__QUOTED PASSAGE__:
For decades, network security looked something like a medieval castle. You built thick walls (firewalls, VPNs, network segregation), and once someone made it past the gate you mostly trusted them. The crown jewels sat in the middle, protected by the assumption that anyone close enough to touch them must belong there.
That model is finished. It has been for years, but the past decade made it impossible to pretend otherwise.
Why the walls came down
Three things broke the perimeter, and none of them are reversing.
Your applications left the data centre. They're in AWS, Azure, three different SaaS platforms, and a vendor's environment you don't even have a contract with. The perimeter you spent years hardening now wraps around an empty building.
Your users left the office. They work from kitchens and trains and hotel lobbies, on devices you may or may not own. Routing everything through the corporate VPN turned out to be both a bottleneck and a single point of failure, and it did very little to stop a determined attacker anyway.
And attackers got better. Phishing a credential, compromising a contractor, slipping malware into a software update: every modern breach story features an attacker who got inside the perimeter and then moved sideways with almost no friction. Once they were in, the castle worked against the defender.
The uncomfortable conclusion: "inside the network" was never a meaningful safety property. It was just a guess that happened to hold for a while.
What Zero Trust actually means
Zero Trust, a term Forrester coined back in 2010, is the response to all of this. The shorthand is "never trust, always verify," which sounds glib until you sit with what it implies. Every request, whether internal or external, human or machine, on a corporate laptop or a personal phone, gets authenticated and authorised on its own merits. Network location stops being a trust signal. Identity becomes one.
A few principles do most of the work.
Assume breach. Design as though the attacker is already on your network. This isn't paranoia; it's planning for the world you actually live in. Once you assume breach, things like internal traffic encryption and microsegmentation stop feeling excessive and start feeling obvious.

__Source data__:
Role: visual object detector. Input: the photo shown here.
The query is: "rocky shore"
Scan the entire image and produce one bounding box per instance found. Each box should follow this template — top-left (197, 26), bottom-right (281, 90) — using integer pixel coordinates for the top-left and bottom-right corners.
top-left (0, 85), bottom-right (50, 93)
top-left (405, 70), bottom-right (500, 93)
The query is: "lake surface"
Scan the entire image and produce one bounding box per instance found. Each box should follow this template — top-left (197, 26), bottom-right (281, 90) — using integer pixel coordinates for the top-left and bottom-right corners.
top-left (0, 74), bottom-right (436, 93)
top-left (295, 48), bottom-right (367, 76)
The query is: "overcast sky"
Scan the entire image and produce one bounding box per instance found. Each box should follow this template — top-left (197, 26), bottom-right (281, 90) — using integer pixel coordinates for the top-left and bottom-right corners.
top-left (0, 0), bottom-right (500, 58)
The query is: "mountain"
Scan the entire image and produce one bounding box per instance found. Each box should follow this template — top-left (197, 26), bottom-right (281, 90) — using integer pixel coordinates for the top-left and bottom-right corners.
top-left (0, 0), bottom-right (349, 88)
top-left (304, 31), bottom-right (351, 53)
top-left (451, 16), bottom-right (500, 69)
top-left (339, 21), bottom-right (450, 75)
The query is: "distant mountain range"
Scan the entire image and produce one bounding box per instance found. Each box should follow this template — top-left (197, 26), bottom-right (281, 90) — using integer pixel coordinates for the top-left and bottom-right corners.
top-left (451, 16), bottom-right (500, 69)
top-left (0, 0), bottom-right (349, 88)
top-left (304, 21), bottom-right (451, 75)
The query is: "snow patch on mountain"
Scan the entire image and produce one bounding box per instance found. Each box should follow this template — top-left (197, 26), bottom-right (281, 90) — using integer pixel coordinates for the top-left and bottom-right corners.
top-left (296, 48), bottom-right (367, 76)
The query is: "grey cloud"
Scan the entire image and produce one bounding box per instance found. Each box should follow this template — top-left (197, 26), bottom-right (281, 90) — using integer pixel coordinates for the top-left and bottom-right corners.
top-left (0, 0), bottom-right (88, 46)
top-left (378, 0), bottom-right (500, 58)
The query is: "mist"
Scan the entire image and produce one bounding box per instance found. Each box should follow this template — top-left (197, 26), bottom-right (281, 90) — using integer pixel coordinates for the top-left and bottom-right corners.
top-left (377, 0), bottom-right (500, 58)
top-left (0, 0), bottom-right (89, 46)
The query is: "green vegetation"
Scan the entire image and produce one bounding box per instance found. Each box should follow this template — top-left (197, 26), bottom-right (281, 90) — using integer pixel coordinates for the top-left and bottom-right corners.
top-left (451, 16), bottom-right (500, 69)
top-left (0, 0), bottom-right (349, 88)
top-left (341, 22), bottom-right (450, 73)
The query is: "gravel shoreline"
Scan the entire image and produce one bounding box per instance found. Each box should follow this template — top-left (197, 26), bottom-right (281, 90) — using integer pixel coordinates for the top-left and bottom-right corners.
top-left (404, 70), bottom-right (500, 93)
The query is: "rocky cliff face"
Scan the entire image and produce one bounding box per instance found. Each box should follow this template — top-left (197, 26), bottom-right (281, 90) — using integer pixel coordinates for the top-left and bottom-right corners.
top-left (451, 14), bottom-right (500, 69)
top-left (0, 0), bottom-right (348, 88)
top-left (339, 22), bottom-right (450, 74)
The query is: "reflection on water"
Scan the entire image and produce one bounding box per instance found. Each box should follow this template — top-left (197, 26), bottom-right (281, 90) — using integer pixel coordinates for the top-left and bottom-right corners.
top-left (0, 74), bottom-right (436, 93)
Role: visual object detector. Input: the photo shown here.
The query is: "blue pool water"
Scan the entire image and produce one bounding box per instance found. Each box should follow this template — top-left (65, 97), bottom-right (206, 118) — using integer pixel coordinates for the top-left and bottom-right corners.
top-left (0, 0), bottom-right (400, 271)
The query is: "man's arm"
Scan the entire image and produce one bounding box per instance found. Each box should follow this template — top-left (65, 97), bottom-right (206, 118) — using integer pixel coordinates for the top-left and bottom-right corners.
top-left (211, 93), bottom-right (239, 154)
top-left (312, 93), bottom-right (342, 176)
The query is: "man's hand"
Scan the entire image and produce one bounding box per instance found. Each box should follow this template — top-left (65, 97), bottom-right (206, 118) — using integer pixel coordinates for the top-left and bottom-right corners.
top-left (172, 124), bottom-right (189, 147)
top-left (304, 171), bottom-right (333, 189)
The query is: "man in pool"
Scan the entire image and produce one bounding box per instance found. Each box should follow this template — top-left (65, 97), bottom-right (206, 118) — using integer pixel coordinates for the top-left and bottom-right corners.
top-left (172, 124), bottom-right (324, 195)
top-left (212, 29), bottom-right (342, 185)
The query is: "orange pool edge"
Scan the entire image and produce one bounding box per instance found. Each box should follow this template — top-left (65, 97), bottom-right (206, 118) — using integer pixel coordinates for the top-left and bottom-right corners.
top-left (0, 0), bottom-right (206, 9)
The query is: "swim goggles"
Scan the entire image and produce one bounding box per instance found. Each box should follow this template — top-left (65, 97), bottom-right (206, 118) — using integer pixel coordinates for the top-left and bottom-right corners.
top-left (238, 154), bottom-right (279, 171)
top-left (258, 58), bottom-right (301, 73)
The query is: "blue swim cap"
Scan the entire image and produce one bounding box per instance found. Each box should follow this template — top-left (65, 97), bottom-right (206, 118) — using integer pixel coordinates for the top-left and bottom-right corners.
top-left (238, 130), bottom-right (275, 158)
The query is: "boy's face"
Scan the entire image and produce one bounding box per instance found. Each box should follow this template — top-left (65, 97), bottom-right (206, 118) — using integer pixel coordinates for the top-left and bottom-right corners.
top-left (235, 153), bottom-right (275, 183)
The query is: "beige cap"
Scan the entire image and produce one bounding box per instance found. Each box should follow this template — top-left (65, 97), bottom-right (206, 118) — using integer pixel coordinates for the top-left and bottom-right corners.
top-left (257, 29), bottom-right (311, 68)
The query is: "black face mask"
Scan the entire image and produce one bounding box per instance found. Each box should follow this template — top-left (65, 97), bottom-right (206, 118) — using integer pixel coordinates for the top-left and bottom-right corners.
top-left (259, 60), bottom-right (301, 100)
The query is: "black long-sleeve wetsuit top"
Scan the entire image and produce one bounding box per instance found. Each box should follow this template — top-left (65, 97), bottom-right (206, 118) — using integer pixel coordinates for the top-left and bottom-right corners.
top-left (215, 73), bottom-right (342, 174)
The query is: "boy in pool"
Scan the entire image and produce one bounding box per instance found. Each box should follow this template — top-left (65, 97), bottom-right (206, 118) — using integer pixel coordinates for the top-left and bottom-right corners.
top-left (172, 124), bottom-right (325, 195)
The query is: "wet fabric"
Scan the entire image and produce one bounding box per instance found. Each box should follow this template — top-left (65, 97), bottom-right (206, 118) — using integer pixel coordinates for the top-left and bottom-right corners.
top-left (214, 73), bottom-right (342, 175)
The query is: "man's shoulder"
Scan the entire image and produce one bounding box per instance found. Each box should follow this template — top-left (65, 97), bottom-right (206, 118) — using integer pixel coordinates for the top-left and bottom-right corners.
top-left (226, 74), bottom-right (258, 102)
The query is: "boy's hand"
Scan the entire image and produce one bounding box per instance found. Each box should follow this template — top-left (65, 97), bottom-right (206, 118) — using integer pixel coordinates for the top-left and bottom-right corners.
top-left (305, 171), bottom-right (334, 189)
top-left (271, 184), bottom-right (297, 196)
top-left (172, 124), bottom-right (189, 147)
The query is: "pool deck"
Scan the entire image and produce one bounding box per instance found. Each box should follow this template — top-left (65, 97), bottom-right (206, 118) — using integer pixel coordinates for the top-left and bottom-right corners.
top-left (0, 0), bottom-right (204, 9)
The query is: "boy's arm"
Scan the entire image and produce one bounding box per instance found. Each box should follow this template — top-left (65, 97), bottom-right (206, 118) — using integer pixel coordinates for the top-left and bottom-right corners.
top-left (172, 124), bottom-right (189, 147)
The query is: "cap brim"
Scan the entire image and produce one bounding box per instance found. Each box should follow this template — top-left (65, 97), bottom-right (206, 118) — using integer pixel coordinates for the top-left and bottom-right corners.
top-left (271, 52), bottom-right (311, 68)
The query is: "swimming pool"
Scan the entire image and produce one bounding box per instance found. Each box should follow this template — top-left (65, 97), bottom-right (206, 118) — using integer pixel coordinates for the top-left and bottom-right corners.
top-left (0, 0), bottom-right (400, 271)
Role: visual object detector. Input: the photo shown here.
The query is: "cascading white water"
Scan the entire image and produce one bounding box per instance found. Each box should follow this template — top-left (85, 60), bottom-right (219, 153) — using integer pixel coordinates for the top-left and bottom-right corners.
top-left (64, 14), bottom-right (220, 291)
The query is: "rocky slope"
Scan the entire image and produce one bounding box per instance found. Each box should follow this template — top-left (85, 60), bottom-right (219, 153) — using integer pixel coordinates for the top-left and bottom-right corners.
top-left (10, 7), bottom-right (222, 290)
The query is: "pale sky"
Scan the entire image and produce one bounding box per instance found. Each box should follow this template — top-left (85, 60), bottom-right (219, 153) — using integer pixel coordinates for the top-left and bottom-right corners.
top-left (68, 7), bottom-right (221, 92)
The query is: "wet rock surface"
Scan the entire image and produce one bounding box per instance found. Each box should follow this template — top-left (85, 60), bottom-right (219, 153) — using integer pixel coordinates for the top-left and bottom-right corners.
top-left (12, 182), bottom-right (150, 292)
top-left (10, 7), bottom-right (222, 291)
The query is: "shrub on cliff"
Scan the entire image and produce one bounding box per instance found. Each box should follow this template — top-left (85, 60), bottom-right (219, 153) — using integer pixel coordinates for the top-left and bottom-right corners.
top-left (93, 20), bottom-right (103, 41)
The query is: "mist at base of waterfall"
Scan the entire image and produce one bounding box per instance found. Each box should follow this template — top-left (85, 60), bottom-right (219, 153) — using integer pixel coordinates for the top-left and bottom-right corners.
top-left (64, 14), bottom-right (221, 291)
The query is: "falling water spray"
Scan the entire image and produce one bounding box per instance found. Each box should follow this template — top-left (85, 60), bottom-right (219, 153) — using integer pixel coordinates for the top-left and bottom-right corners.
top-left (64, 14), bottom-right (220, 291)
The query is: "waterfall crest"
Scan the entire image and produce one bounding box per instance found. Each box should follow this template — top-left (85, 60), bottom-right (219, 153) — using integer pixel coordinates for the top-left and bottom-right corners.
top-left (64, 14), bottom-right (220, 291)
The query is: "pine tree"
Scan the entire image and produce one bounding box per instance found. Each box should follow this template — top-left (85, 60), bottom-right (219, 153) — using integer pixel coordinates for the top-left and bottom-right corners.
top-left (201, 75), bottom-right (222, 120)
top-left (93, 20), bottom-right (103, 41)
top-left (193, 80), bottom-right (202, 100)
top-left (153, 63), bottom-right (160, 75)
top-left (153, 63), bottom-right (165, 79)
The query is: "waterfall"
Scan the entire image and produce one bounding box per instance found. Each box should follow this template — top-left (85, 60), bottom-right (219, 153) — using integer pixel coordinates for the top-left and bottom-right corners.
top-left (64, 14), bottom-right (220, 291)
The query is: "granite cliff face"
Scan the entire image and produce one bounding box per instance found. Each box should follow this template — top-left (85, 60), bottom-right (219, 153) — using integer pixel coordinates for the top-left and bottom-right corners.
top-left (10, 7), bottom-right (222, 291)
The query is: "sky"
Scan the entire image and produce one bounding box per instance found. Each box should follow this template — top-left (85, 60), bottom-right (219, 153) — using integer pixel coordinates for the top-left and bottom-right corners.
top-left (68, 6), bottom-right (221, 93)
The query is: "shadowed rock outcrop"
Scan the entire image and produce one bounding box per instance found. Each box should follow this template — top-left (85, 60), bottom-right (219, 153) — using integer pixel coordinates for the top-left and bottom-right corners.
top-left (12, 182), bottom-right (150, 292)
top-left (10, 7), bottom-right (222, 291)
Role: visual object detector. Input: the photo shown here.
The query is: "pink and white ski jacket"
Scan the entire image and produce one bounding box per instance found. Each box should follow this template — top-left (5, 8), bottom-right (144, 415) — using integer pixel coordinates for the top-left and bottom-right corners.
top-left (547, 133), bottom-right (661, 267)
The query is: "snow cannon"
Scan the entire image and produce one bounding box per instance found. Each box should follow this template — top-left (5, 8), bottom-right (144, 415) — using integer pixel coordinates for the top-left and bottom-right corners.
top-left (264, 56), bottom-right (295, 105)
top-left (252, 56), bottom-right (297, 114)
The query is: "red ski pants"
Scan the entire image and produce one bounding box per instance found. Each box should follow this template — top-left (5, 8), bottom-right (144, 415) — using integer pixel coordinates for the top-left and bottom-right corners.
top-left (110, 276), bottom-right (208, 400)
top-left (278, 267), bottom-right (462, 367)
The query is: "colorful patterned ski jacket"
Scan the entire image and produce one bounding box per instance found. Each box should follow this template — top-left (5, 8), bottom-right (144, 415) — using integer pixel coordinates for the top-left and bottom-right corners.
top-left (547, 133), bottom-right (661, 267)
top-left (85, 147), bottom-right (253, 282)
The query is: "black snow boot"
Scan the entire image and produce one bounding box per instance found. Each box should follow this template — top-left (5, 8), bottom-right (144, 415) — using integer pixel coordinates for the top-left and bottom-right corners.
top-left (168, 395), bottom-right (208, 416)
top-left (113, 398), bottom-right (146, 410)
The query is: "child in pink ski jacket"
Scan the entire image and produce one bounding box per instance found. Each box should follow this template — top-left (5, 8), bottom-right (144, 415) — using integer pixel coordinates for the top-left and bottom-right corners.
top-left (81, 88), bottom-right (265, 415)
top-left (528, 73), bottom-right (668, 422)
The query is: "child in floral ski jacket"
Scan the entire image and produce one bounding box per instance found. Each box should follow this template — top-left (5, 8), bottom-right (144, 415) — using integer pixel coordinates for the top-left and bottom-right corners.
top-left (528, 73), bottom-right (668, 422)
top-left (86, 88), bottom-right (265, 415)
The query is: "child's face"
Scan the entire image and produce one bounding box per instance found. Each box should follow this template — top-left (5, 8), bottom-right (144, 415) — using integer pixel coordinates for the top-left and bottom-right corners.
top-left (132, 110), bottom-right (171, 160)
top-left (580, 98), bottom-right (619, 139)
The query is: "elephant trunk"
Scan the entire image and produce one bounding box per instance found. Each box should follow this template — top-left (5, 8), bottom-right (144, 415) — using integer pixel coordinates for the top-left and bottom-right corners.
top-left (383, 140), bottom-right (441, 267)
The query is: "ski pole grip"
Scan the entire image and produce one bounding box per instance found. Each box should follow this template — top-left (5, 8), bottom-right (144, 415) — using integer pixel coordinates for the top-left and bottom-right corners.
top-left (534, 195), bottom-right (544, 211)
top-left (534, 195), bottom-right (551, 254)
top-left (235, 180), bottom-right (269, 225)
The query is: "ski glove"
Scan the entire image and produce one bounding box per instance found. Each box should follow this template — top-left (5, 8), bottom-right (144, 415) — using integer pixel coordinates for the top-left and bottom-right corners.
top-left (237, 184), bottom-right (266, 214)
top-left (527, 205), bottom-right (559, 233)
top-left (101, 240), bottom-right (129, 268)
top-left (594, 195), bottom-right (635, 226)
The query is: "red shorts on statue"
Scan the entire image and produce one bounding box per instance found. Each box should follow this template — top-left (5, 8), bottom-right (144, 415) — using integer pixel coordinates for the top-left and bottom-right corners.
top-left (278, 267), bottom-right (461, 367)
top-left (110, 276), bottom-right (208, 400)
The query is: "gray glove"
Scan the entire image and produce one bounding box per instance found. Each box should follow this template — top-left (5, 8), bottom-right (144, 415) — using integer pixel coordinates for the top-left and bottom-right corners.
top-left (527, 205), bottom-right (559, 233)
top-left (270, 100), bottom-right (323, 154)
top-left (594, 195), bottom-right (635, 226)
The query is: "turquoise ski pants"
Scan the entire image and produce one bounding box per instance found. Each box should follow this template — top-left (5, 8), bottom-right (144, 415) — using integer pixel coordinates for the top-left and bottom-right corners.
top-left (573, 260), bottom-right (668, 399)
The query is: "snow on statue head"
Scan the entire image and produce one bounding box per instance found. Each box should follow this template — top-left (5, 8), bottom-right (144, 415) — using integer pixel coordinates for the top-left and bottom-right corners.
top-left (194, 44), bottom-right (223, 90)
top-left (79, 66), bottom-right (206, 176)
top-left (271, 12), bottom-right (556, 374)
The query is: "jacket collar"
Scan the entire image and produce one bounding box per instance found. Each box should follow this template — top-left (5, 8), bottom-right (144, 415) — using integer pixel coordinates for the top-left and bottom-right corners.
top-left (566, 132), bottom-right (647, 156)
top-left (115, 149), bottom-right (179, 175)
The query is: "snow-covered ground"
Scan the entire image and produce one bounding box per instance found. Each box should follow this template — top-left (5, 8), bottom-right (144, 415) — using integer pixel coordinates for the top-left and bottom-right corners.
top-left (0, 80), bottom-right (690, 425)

__WHAT TO DO__:
1. According to the article on network security, which firm coined the term Zero Trust, and in what year?
2. Rewrite the article on network security between "Your users left" and "against the defender.", inclusive, using "choke point" in place of "bottleneck".
Nothing in the source data matters for this work.

__ANSWERS FOR EACH ITEM__:
1. Forrester coined it in 2010.

2.
Your users left the office. They work from kitchens and trains and hotel lobbies, on devices you may or may not own. Routing everything through the corporate VPN turned out to be both a choke point and a single point of failure, and it did very little to stop a determined attacker anyway.
And attackers got better. Phishing a credential, compromising a contractor, slipping malware into a software update: every modern breach story features an attacker who got inside the perimeter and then moved sideways with almost no friction. Once they were in, the castle worked against the defender.